** Material for this exercise follows **

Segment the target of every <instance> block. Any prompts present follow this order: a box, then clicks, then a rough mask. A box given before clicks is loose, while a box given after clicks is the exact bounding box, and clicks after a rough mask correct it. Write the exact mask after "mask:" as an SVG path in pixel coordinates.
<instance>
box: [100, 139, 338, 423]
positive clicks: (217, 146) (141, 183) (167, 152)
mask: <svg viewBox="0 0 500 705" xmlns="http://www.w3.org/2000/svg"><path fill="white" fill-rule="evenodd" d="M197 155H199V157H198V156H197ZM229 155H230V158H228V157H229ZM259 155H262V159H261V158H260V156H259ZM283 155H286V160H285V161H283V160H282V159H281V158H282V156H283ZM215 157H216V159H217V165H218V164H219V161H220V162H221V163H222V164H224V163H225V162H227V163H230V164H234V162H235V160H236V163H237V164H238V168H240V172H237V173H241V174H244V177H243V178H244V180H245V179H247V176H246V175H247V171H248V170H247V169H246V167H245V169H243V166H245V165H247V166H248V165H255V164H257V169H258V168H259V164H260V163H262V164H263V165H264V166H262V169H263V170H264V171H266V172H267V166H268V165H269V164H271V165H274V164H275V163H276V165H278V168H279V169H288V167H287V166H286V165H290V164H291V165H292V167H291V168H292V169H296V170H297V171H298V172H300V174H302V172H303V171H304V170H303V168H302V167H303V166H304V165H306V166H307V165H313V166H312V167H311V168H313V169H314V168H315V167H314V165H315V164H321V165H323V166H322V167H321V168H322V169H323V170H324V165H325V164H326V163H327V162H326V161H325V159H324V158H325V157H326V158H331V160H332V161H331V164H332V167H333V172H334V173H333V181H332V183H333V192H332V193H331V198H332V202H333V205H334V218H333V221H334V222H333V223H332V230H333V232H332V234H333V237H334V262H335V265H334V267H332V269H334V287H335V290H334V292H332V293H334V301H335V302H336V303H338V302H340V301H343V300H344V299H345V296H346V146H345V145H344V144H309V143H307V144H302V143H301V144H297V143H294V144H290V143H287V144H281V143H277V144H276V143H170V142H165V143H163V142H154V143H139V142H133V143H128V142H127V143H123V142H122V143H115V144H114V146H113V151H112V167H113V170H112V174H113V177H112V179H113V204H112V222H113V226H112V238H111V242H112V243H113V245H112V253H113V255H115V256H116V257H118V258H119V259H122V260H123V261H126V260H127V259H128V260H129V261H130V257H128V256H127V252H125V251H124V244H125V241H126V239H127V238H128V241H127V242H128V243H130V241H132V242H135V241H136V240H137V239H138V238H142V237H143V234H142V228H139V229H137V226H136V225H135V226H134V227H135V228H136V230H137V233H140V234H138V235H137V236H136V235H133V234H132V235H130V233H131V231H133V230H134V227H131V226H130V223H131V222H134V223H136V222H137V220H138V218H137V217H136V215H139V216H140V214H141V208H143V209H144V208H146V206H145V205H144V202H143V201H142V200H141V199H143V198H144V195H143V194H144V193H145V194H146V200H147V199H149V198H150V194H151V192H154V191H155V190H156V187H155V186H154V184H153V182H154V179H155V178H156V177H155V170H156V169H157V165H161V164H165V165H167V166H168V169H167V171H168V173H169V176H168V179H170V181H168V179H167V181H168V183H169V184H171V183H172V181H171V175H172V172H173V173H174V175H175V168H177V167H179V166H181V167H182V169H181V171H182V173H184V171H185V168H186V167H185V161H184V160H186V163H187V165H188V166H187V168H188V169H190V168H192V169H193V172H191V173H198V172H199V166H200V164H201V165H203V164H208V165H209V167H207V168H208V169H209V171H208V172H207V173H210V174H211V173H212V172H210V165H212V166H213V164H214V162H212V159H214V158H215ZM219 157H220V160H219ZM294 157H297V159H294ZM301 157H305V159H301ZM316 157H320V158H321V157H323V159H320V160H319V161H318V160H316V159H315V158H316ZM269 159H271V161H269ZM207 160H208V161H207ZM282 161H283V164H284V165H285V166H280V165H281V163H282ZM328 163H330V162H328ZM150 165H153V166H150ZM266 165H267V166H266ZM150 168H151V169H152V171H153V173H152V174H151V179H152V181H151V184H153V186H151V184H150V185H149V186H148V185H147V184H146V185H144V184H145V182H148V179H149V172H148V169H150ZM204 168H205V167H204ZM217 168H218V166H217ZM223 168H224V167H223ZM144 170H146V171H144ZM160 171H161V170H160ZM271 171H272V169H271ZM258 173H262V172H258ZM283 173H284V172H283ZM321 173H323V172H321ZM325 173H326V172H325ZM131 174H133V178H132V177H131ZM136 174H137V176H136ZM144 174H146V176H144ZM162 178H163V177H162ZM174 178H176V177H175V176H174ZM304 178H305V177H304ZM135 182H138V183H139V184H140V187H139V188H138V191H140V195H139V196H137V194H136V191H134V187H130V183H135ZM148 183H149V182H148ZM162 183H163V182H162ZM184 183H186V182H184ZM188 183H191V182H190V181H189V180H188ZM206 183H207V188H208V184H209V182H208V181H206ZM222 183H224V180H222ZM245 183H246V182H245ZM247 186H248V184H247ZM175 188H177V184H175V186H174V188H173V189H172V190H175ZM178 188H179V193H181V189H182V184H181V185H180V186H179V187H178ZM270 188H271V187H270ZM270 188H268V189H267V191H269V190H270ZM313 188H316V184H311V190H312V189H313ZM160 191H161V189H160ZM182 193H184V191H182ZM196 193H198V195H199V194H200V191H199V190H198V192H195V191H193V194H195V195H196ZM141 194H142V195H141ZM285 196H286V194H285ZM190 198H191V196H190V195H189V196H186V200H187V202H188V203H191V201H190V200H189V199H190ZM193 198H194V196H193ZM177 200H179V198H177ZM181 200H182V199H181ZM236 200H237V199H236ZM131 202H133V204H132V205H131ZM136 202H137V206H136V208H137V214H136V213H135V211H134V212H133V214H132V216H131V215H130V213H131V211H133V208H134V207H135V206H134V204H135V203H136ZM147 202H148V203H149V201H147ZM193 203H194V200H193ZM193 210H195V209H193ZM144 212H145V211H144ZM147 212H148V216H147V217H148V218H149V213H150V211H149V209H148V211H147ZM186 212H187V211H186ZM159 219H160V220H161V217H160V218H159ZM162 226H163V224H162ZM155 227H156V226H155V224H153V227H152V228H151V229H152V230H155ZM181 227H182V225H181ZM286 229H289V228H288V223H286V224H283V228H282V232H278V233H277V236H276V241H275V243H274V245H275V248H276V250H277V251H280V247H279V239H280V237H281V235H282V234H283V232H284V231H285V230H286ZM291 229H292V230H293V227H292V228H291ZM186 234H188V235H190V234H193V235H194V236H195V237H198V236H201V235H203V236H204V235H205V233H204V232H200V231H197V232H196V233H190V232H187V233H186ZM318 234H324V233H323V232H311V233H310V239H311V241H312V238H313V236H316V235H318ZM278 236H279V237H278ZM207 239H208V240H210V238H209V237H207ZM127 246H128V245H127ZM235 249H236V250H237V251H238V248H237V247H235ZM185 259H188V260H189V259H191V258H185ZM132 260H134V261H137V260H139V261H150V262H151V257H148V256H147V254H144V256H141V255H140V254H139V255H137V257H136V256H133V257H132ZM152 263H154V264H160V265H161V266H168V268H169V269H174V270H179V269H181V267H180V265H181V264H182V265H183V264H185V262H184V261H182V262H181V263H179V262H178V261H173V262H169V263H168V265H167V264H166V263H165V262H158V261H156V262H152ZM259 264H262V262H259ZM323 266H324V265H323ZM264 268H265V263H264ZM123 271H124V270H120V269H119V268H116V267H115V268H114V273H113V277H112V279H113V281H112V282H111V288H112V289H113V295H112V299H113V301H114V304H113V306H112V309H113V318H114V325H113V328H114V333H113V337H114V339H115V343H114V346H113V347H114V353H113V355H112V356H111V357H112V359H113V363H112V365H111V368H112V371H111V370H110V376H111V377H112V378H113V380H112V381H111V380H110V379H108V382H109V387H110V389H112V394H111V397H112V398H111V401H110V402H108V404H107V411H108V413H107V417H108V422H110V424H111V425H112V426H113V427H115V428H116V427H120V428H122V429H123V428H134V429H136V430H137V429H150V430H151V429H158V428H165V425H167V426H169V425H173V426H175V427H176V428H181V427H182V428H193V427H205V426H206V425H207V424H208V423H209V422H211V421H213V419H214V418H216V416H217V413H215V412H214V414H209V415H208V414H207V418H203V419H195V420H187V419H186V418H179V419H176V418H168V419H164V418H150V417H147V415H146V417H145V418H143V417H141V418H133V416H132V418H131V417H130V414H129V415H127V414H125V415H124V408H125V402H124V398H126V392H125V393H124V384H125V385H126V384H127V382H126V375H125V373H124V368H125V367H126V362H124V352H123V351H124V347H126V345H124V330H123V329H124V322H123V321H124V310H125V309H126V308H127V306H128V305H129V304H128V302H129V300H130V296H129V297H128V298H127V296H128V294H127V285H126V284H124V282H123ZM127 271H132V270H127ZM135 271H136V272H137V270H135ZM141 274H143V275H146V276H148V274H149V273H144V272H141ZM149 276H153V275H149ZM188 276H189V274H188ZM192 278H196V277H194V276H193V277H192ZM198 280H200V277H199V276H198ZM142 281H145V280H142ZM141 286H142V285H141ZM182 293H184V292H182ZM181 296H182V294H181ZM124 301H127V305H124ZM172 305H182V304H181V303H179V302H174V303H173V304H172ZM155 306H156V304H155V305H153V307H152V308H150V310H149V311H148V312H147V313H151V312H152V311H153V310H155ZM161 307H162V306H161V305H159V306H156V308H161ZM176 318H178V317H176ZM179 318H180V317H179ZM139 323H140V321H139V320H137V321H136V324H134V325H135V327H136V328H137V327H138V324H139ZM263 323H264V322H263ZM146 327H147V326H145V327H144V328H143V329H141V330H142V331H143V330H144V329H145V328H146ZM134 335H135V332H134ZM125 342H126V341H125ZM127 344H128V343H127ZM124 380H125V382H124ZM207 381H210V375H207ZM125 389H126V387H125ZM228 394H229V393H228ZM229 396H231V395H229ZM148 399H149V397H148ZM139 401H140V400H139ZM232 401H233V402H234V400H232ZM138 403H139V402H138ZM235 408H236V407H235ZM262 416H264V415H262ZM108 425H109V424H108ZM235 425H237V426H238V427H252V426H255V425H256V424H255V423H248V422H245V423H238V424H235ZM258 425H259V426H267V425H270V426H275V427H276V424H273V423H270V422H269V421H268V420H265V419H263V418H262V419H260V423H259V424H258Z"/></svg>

** End of Material for this exercise **

Please retype the data exactly as it stands, from its first line down to the line that contains "box: [100, 139, 338, 423]", then stop.

Segment the target of every <instance> block. Any prompts present follow this order: a box, then clicks, then a rough mask. A box given before clicks is loose, while a box given after clicks is the exact bounding box, and clicks after a rough mask correct it. Write the exact mask after "mask:" as an SVG path in pixel coordinates.
<instance>
box: [100, 139, 338, 423]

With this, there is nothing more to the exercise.